> _ASSIGNMENT_: What to return is the tail of the data, from the line that contains "batch is f1" down to the last line, copied exactly.

-.-.-

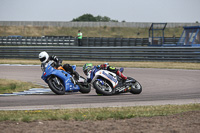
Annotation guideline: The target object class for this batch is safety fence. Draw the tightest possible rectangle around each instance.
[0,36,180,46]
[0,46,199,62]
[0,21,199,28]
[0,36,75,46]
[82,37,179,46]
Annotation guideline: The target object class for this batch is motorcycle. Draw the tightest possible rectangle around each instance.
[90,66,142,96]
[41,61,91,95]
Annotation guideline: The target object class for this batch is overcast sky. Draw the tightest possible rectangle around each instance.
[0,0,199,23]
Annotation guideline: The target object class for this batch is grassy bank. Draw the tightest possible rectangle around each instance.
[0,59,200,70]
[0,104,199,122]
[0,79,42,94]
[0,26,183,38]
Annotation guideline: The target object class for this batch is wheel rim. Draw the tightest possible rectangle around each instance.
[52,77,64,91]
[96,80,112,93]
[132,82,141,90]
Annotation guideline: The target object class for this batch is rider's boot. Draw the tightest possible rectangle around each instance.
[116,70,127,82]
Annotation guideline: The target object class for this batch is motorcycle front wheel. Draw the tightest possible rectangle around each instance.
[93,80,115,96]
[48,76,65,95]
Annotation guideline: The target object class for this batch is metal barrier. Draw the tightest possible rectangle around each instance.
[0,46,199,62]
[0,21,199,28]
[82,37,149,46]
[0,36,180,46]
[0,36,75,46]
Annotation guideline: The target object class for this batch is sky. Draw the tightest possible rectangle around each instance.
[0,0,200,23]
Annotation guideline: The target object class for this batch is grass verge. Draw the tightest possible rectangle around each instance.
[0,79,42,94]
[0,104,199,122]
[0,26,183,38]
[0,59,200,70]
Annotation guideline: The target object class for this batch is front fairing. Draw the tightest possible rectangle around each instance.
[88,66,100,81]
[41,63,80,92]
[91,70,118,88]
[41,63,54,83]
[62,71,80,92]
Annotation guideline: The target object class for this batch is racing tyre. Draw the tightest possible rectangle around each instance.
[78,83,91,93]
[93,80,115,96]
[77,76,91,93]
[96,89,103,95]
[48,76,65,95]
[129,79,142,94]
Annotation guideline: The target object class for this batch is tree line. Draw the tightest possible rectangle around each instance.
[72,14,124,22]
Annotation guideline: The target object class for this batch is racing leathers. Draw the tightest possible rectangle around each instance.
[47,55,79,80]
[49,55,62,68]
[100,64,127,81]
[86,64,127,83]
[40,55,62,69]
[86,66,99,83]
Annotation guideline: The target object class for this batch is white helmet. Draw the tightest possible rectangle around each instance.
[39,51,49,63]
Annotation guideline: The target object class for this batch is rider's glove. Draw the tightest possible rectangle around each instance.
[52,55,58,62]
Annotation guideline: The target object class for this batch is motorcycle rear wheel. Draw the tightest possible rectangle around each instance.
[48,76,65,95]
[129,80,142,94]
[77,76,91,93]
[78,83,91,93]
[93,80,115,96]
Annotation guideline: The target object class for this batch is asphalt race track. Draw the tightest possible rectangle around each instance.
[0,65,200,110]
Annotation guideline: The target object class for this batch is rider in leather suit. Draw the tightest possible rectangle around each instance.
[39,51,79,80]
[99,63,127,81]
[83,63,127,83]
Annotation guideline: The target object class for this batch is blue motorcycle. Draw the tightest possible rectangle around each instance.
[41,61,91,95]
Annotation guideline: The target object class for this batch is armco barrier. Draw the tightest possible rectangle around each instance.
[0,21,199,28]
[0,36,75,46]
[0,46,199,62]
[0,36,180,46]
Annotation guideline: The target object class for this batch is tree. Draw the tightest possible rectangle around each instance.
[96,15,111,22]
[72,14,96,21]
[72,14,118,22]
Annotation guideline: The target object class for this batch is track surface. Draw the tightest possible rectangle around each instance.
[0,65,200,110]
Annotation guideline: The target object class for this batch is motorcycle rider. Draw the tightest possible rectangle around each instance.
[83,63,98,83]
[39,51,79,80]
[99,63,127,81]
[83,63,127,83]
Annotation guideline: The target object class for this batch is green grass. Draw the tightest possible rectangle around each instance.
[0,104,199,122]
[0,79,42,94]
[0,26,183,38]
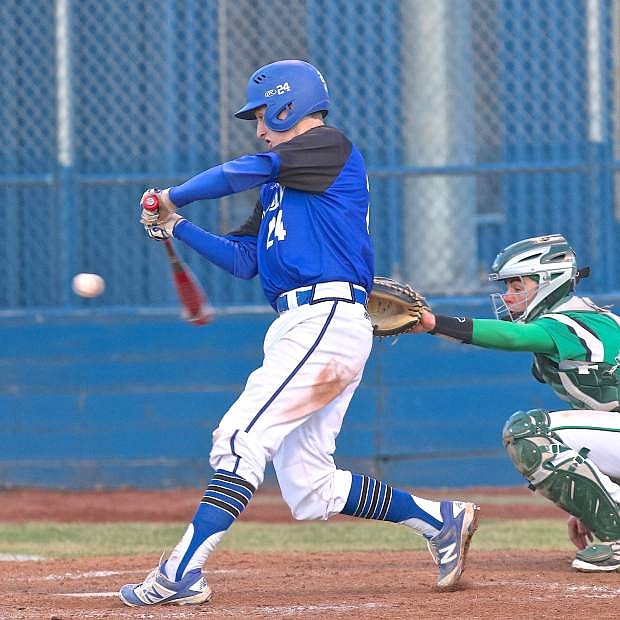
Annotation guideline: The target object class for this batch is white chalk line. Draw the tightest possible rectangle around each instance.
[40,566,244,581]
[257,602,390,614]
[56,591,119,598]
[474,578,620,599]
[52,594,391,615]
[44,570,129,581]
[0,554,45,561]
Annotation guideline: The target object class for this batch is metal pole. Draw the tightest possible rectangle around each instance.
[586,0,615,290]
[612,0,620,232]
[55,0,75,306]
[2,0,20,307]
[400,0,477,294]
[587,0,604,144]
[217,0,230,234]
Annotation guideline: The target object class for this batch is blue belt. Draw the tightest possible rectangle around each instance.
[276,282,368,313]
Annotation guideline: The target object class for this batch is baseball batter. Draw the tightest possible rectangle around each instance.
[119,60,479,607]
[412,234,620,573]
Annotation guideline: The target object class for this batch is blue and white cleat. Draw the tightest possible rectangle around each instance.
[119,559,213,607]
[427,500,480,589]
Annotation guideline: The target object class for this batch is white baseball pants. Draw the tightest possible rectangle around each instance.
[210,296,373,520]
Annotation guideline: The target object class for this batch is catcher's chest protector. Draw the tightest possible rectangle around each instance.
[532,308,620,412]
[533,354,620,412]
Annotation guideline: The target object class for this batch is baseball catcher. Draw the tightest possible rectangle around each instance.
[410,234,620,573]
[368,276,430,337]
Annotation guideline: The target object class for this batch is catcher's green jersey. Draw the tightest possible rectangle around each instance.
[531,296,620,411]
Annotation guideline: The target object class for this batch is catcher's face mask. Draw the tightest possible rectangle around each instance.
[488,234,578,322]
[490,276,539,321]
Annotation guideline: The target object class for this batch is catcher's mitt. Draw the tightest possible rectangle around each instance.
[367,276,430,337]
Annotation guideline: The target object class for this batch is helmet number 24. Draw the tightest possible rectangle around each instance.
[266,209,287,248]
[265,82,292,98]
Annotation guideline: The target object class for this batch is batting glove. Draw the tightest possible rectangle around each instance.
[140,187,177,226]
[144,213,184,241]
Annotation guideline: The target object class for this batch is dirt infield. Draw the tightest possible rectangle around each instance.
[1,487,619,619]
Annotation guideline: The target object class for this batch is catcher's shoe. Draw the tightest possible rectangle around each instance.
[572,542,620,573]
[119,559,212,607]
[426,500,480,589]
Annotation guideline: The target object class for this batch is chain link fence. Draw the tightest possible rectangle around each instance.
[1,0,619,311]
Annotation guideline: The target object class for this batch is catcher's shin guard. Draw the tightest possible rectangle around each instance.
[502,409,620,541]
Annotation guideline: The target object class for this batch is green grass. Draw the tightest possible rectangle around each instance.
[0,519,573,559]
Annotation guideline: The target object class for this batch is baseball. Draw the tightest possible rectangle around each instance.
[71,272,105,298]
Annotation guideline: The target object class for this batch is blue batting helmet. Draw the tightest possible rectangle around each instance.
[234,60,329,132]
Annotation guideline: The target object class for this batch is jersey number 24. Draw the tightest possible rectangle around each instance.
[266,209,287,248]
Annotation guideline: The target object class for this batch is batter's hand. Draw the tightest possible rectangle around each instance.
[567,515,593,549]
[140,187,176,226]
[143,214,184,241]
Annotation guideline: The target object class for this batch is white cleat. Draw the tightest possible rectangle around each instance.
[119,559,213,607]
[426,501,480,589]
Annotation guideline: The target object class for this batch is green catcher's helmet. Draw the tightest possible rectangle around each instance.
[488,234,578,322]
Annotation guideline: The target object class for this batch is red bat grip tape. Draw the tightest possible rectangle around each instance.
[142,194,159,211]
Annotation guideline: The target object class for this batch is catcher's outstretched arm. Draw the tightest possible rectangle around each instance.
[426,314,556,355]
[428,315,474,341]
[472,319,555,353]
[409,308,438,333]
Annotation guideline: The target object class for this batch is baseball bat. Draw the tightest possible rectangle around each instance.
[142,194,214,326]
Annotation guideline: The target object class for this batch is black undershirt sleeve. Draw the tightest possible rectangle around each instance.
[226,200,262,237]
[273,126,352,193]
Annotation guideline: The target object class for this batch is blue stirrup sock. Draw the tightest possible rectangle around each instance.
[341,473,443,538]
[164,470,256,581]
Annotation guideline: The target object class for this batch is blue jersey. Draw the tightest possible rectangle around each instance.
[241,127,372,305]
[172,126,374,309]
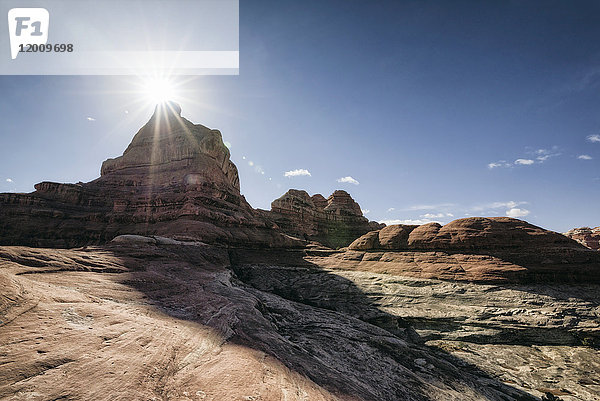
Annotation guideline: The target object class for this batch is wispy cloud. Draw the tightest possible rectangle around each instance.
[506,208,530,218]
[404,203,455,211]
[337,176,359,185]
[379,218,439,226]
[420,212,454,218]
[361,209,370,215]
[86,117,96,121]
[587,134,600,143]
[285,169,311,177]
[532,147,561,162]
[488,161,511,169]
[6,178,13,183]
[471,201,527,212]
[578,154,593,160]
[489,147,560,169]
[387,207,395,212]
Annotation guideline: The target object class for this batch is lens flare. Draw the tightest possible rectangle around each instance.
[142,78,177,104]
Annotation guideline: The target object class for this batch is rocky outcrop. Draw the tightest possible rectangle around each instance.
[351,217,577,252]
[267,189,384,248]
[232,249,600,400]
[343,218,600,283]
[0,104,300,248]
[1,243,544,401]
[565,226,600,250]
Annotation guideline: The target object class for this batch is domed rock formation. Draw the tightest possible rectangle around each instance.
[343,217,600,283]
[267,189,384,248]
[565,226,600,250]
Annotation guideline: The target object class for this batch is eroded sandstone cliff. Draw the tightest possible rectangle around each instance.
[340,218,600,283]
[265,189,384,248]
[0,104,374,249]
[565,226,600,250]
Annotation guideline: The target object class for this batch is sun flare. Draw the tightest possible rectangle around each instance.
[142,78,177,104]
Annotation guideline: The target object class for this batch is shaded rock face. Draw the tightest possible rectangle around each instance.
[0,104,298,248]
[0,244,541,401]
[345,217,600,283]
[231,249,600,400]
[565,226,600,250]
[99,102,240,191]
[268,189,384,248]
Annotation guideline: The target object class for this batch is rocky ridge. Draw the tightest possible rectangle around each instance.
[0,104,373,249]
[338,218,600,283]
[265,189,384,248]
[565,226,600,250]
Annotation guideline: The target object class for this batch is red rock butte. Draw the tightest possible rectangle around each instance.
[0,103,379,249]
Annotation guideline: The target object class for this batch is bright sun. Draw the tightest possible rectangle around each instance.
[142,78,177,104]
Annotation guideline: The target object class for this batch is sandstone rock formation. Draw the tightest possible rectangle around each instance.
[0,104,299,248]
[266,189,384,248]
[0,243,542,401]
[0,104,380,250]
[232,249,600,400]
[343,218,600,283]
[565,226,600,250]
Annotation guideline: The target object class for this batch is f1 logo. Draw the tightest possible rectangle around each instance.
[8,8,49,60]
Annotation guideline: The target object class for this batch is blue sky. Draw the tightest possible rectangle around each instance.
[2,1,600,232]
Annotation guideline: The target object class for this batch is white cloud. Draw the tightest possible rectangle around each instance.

-.-.-

> _ANSWER TO THIS PROBLEM_:
Annotation guideline: The target object class for this batch is f1 logo. Draw the tightest possible rectangle around each instance.
[8,8,49,60]
Annotation guideline: The target object class for this batch is blue sky. Draw the tightest possible rectangle around each instance.
[2,1,600,232]
Annotation guideline: The target object class for this batch is white cloud. Draw the tightest possible rectangle around each instance.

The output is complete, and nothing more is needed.